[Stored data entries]
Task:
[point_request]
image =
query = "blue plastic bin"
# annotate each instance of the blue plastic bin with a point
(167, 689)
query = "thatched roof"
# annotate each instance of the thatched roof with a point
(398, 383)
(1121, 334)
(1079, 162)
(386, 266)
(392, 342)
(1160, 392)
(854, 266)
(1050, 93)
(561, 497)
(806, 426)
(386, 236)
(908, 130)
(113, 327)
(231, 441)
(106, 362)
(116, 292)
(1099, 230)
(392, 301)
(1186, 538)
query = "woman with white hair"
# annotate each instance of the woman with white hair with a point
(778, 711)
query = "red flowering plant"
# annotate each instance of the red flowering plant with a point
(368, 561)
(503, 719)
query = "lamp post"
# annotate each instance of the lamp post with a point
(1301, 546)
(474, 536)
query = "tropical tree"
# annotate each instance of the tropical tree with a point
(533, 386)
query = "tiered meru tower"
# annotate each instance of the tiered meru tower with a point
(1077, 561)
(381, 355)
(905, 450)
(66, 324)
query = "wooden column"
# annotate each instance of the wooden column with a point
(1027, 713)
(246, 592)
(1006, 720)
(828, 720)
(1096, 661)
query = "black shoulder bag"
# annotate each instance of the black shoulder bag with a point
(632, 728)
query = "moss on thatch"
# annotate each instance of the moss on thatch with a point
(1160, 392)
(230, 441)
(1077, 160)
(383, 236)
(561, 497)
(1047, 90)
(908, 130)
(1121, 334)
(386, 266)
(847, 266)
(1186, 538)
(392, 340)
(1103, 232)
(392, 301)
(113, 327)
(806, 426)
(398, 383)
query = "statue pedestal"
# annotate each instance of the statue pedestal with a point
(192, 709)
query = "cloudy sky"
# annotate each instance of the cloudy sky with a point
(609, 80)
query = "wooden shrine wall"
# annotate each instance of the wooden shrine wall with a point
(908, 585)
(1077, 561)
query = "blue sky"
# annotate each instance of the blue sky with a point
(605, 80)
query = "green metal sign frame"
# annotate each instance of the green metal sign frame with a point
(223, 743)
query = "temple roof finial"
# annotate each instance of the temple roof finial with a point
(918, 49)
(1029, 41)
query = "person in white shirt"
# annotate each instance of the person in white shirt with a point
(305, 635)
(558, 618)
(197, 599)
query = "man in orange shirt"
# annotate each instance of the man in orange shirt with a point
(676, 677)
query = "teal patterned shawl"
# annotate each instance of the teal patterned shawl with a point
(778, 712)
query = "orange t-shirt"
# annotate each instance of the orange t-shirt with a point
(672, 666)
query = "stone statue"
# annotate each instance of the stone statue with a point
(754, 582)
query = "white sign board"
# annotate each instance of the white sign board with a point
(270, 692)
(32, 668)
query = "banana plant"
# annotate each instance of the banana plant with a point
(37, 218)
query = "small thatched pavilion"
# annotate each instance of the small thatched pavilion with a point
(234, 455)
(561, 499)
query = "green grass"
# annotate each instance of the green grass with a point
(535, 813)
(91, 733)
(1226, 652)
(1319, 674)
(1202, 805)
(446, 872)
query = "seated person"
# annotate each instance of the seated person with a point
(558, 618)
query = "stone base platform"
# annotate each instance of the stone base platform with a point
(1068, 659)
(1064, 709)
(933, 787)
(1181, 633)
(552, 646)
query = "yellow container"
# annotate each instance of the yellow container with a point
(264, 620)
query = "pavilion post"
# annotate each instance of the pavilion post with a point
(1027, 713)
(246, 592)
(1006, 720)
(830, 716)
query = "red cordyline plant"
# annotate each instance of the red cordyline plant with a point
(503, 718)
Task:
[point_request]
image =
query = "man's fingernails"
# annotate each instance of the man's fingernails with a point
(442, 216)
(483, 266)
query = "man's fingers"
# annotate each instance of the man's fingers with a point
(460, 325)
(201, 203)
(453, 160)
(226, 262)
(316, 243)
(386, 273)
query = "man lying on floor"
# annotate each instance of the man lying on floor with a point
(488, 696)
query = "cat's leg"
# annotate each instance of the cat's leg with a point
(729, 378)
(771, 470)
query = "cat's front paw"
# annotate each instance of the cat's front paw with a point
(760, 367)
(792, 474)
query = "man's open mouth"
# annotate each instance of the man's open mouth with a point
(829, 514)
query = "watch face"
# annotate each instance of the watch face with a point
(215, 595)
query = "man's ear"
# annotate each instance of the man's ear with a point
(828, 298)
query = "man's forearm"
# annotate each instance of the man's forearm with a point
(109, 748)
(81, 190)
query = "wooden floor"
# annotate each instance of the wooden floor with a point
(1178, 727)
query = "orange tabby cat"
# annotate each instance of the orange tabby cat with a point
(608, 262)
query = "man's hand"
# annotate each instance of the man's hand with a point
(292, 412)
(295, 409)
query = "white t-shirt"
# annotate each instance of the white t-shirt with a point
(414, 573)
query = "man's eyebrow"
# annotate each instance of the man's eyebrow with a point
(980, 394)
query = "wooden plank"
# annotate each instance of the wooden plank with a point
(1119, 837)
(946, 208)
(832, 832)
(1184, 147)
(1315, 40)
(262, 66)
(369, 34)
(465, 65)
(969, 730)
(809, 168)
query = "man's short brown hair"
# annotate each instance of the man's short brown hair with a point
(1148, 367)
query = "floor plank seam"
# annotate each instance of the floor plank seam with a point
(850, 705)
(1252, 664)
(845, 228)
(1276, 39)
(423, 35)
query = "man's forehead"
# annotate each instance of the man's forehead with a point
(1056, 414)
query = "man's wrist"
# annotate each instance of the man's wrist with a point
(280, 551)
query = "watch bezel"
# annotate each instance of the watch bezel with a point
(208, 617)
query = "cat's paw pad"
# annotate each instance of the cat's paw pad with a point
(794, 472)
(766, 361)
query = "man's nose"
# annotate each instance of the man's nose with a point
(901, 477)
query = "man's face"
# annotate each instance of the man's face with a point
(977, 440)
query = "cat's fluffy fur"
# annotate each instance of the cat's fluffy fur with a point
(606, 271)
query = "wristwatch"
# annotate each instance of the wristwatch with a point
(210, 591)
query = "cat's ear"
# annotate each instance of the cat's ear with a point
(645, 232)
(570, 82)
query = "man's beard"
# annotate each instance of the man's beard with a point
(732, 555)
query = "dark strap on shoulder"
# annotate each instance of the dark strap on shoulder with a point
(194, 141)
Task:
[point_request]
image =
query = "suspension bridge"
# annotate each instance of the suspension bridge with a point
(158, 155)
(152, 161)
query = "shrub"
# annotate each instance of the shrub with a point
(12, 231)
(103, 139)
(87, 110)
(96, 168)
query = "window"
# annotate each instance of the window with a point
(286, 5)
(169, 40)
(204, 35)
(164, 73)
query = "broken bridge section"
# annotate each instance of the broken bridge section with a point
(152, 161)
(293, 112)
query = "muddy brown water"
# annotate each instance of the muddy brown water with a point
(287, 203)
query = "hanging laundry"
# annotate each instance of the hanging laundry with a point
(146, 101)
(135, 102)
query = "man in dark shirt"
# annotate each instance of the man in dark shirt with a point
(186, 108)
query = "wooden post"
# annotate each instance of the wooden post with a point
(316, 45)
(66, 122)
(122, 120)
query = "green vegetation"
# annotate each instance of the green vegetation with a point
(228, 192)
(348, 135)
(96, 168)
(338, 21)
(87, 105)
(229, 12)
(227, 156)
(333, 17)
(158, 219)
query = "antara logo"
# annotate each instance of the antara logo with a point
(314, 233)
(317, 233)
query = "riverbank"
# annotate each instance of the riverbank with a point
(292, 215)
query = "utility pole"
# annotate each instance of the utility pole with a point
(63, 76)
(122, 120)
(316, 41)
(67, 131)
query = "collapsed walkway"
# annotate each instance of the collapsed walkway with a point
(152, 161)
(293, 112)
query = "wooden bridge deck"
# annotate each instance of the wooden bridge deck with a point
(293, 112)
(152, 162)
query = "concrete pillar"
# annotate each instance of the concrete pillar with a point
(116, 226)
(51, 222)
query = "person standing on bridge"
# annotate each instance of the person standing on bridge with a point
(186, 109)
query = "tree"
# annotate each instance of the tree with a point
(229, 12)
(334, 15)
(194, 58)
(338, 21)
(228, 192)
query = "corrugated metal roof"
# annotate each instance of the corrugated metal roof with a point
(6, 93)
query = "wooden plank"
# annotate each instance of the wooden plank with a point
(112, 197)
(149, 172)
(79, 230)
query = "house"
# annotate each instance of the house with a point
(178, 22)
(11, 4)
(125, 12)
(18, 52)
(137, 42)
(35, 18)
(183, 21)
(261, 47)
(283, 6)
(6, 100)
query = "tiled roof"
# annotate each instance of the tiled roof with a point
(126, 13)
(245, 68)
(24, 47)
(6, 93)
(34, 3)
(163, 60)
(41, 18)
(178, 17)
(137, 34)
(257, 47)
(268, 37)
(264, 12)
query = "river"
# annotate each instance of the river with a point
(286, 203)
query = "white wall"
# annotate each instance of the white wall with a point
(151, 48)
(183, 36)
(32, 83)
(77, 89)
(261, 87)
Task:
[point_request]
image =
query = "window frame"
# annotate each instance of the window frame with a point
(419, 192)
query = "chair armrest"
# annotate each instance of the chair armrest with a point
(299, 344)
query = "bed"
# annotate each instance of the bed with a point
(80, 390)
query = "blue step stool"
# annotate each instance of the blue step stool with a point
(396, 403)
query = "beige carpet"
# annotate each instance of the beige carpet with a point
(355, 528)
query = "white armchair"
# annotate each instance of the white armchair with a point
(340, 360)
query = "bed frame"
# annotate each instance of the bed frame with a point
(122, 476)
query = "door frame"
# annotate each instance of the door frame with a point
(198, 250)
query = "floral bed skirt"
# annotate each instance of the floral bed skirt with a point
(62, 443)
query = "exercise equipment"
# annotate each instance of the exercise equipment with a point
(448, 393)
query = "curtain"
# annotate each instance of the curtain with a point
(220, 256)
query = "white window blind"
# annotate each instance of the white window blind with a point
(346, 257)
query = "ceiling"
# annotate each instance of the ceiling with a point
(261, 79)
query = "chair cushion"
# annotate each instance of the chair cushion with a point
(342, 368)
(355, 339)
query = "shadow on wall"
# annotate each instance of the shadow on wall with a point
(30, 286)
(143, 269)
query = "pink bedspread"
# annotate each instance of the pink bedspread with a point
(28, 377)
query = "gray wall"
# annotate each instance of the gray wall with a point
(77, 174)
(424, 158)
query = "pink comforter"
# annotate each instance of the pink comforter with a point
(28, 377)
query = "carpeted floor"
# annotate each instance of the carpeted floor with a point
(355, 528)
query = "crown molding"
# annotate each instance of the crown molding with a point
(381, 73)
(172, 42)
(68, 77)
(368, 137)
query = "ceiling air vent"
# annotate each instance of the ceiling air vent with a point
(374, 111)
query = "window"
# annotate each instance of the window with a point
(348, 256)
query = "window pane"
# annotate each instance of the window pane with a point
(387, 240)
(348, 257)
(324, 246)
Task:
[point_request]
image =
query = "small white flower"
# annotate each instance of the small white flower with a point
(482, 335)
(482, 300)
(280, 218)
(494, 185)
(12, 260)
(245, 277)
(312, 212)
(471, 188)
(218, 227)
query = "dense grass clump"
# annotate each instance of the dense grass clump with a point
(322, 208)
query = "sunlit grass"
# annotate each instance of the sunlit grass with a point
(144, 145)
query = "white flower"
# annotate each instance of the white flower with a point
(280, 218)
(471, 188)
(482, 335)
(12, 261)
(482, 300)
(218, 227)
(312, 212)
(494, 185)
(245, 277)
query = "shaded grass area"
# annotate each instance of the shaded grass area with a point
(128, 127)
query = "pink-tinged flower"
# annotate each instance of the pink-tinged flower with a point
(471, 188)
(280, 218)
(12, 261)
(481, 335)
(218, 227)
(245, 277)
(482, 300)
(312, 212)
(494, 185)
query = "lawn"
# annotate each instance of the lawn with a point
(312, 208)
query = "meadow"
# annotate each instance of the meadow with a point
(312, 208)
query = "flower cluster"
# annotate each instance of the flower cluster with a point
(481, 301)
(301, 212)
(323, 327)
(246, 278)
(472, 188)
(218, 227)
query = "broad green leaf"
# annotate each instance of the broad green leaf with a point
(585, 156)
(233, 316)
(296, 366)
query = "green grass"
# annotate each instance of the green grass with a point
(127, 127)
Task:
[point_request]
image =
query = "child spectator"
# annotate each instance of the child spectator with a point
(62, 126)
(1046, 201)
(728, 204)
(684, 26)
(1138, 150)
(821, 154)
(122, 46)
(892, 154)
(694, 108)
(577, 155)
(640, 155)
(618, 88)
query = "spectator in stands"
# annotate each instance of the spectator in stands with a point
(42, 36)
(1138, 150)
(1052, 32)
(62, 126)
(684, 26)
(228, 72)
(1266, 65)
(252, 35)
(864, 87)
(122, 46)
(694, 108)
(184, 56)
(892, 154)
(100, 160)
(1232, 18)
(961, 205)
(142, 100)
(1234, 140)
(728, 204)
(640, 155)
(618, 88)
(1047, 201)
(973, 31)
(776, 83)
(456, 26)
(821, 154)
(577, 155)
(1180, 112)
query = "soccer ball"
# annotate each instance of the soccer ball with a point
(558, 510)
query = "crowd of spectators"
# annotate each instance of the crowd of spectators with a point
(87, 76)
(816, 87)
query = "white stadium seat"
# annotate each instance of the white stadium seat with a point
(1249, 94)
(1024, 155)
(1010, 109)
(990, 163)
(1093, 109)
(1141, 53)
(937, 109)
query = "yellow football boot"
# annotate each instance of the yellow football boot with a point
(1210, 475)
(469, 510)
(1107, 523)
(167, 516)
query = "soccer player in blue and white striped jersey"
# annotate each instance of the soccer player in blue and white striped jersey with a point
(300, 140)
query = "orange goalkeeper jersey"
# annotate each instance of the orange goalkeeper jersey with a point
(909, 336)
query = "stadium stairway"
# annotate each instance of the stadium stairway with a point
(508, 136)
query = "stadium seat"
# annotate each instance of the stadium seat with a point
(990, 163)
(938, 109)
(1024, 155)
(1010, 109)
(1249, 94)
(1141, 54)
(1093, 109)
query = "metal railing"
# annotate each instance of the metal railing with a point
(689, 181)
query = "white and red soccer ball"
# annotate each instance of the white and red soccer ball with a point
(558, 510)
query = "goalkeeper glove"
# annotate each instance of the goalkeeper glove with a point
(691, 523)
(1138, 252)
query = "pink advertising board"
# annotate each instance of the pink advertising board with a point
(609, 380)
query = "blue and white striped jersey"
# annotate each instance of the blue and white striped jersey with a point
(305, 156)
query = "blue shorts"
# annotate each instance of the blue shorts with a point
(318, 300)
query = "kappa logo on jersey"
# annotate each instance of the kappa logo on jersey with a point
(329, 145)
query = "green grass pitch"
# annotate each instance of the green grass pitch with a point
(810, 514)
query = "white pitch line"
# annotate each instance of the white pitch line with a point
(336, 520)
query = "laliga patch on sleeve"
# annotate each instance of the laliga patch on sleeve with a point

TASK ITEM
Check each line of the records above for "sleeve", and copy those that have it.

ANSWER TO THIS PROBLEM
query = "laliga patch on sleeve"
# annotate each instance of the laliga patch on sleeve with a point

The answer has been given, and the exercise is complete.